▶ The task
Wherever the word "faucet" occurs in the listing, copy the whole line.
====
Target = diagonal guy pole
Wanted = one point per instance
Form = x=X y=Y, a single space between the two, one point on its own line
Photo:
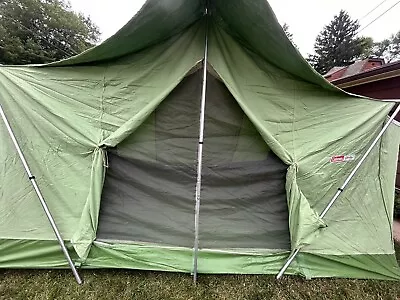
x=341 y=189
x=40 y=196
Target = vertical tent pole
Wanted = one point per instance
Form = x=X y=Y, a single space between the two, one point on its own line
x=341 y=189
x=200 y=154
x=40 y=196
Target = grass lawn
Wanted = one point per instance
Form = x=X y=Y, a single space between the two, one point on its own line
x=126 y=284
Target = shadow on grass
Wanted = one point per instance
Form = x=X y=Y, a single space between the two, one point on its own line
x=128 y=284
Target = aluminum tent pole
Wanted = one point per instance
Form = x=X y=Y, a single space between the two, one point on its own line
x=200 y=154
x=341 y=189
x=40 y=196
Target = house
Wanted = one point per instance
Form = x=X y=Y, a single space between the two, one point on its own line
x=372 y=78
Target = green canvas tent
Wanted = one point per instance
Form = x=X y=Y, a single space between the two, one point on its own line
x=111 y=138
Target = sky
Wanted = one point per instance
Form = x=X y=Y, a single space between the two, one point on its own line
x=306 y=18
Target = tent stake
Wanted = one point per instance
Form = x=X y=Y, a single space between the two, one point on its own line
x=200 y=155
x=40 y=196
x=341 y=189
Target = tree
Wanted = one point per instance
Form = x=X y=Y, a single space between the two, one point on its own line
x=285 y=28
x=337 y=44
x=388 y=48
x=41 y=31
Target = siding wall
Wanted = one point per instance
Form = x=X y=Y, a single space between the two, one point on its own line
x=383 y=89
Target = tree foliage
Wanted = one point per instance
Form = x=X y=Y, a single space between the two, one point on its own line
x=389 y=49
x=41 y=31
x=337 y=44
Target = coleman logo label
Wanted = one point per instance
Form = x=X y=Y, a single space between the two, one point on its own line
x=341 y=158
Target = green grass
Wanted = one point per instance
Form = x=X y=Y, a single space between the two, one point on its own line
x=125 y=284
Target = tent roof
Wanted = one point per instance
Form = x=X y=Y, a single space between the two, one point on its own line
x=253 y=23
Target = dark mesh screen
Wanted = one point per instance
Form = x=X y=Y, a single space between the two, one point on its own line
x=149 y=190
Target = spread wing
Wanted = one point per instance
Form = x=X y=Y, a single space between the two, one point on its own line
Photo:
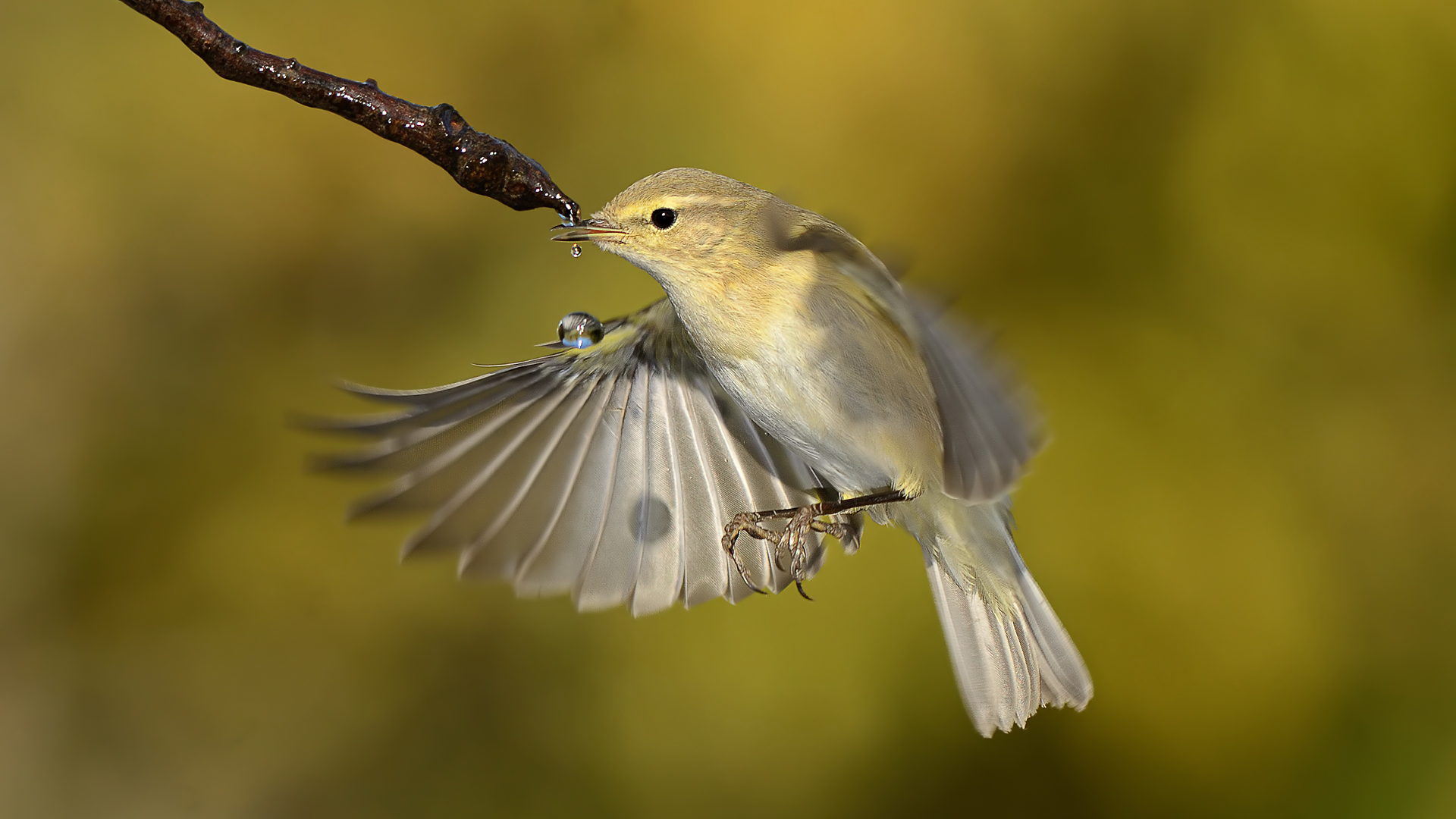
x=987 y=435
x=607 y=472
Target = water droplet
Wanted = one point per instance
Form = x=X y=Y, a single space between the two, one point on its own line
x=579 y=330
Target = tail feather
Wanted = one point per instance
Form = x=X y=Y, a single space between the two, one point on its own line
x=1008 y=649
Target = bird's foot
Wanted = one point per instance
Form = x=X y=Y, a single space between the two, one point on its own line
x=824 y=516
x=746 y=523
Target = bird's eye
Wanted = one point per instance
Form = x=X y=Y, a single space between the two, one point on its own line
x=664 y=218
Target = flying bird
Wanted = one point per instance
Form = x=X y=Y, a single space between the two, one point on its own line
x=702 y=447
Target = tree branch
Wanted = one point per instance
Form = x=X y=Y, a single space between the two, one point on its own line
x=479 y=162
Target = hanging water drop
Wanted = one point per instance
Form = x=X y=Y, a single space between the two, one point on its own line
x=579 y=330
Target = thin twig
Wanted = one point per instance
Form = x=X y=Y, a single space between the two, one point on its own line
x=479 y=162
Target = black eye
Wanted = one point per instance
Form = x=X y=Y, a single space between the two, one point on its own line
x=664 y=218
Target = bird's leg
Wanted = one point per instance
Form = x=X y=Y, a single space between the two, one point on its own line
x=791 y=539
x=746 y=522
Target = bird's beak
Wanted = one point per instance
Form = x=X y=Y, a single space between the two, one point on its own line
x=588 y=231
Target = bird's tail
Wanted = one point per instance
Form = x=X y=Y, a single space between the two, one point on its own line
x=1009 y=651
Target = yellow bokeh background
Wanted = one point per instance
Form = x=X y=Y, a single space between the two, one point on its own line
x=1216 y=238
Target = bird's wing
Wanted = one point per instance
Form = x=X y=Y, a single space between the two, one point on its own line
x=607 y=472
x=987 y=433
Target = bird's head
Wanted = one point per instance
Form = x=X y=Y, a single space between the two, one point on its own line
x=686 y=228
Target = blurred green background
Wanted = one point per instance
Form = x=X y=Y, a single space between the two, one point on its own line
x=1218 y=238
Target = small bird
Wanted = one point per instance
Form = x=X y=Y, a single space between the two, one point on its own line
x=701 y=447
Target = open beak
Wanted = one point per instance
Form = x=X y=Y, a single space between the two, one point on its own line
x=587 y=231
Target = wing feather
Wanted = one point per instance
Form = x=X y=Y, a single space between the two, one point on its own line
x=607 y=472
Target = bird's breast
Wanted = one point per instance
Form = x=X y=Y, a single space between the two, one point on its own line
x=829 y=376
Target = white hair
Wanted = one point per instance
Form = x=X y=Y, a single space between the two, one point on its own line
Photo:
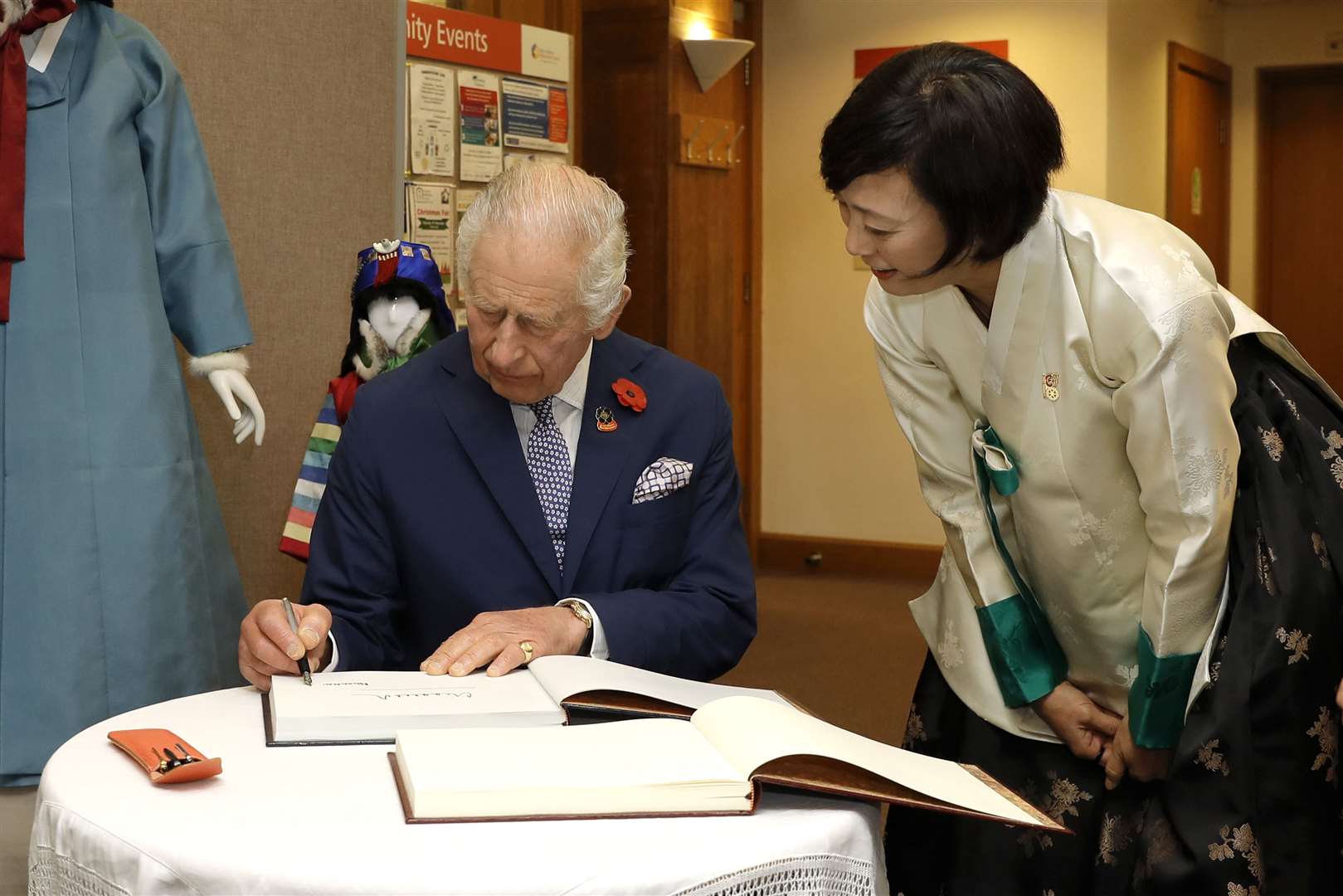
====
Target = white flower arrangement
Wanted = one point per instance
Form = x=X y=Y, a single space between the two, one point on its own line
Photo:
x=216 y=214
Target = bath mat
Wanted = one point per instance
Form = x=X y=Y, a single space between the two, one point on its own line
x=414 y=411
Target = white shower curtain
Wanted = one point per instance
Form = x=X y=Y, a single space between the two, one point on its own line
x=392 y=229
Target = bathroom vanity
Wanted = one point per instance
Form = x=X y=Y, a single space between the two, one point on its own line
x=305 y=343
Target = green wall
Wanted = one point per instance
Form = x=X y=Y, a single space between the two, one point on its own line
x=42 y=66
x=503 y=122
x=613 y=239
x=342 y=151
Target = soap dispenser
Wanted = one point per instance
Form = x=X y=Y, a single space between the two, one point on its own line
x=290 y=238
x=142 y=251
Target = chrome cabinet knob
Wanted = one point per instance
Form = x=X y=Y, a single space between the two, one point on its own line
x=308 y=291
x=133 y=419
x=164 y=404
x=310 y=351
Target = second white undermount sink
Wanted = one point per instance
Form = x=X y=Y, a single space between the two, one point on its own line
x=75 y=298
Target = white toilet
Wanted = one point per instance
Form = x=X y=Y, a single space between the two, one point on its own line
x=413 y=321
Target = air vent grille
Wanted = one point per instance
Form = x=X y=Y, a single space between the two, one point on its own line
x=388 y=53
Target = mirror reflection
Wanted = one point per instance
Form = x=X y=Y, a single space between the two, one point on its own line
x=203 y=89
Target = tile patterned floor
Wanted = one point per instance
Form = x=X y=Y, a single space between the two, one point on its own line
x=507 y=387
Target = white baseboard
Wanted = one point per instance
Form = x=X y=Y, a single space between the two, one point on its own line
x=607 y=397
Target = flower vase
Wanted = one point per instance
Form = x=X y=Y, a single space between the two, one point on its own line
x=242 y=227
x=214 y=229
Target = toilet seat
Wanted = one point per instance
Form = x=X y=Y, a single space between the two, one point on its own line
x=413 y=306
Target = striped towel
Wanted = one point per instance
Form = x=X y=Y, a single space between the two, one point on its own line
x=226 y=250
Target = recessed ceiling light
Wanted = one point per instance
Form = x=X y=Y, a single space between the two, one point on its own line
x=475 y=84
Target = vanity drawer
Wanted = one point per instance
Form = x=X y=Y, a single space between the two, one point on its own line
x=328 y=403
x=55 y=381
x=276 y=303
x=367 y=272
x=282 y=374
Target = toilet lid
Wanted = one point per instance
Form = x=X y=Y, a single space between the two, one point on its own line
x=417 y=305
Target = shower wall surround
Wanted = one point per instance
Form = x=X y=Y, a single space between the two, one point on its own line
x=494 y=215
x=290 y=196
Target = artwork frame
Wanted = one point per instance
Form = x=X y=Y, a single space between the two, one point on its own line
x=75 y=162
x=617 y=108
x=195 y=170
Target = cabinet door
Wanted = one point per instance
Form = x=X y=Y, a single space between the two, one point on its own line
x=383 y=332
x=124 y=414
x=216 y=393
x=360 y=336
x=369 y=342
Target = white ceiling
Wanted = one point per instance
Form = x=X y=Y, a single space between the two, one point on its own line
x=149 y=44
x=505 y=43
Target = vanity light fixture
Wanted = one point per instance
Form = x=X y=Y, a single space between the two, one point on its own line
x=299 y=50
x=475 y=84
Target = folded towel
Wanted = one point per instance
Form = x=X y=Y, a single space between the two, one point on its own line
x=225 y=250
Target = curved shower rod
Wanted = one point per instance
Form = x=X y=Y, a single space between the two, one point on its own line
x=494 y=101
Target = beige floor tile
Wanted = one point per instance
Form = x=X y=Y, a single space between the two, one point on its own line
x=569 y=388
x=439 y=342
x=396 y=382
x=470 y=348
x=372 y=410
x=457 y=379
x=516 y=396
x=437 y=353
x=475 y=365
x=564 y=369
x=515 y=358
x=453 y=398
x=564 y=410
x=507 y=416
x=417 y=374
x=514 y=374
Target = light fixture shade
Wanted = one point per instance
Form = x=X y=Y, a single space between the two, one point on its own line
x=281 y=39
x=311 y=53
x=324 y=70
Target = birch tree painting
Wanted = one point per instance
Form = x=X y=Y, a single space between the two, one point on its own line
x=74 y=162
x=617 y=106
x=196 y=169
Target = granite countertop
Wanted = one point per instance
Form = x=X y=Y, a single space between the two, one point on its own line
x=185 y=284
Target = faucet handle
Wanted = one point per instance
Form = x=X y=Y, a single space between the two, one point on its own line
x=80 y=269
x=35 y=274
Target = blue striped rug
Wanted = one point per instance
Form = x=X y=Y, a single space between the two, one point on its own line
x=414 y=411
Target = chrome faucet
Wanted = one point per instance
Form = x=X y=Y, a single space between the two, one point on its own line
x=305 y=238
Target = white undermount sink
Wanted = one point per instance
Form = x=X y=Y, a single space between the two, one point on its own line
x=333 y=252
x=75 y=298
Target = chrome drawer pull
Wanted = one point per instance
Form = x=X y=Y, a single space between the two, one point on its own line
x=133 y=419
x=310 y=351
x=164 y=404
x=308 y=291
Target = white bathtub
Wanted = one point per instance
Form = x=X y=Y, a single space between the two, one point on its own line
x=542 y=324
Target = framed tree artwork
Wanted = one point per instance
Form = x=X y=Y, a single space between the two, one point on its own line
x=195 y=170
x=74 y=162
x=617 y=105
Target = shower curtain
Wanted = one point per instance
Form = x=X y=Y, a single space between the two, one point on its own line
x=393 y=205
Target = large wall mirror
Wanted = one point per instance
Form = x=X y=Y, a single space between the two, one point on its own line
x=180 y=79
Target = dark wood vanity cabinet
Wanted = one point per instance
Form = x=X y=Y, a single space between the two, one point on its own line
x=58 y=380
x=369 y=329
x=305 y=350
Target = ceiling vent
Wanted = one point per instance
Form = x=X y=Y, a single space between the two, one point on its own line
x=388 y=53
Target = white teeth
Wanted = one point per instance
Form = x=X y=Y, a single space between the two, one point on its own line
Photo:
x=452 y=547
====
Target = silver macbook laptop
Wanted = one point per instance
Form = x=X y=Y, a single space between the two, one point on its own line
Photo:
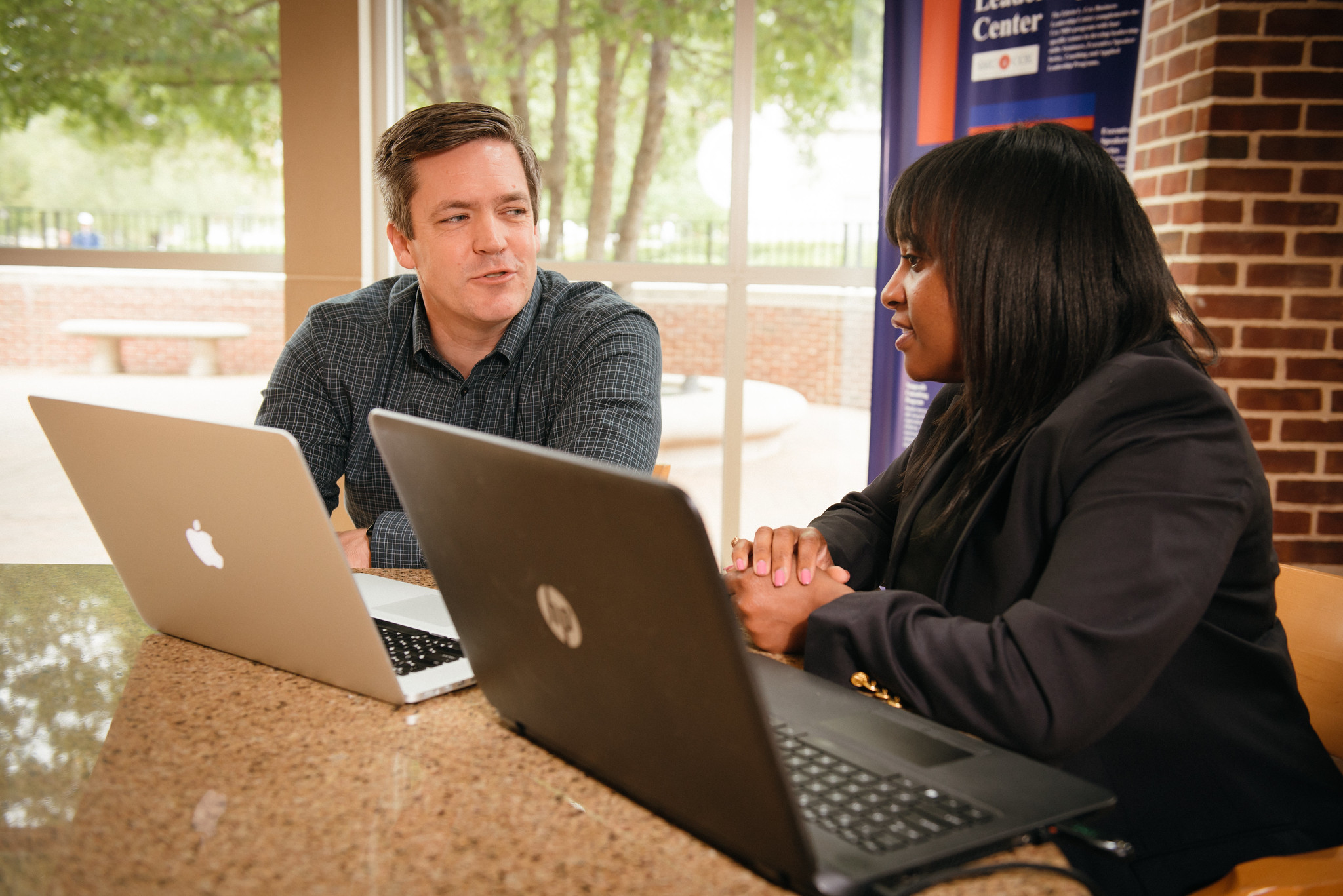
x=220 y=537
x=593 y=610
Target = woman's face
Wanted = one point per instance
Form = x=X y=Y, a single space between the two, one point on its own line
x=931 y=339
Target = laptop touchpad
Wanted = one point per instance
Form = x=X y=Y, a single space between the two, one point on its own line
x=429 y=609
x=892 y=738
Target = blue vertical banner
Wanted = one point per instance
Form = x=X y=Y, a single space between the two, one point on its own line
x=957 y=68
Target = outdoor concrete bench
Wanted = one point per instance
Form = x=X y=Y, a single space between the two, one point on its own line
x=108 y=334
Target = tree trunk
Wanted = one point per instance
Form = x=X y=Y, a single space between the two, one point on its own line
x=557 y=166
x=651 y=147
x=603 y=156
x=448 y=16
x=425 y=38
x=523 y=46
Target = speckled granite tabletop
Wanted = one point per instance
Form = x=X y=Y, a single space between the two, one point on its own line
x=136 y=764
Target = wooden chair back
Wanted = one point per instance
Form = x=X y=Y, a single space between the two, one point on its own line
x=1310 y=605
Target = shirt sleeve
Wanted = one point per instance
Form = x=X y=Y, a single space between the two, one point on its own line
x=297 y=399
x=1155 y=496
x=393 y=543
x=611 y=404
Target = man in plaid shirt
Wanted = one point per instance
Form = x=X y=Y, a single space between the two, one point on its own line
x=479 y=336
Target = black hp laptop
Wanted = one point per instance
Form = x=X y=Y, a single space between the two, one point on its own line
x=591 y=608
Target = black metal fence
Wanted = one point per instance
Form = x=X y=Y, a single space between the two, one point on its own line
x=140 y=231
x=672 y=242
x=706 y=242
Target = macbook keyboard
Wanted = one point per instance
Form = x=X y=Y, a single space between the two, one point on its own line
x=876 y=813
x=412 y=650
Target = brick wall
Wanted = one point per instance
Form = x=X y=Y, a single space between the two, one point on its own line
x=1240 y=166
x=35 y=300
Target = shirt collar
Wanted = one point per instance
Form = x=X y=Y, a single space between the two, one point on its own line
====
▶ Response
Target = faucet handle
Target = chrome faucet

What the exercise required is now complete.